> INSTRUCTION
Write down every line of the records below exactly, leaving the pictures out.

> DATASET EXTRACT
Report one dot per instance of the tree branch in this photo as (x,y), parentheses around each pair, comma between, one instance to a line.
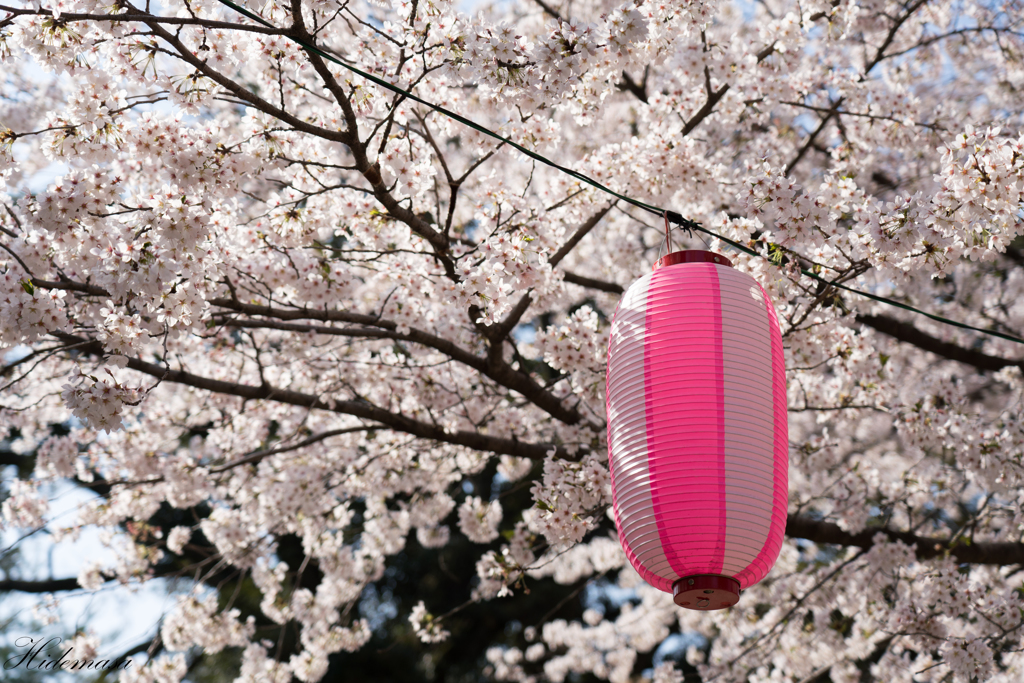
(358,409)
(905,332)
(800,526)
(600,285)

> OUTPUT OF THE EXERCISE
Report one dot per instance of the tree branch in this photo as (x,y), parentheses around each pair, comma between, one instance to a line.
(358,409)
(905,332)
(800,526)
(600,285)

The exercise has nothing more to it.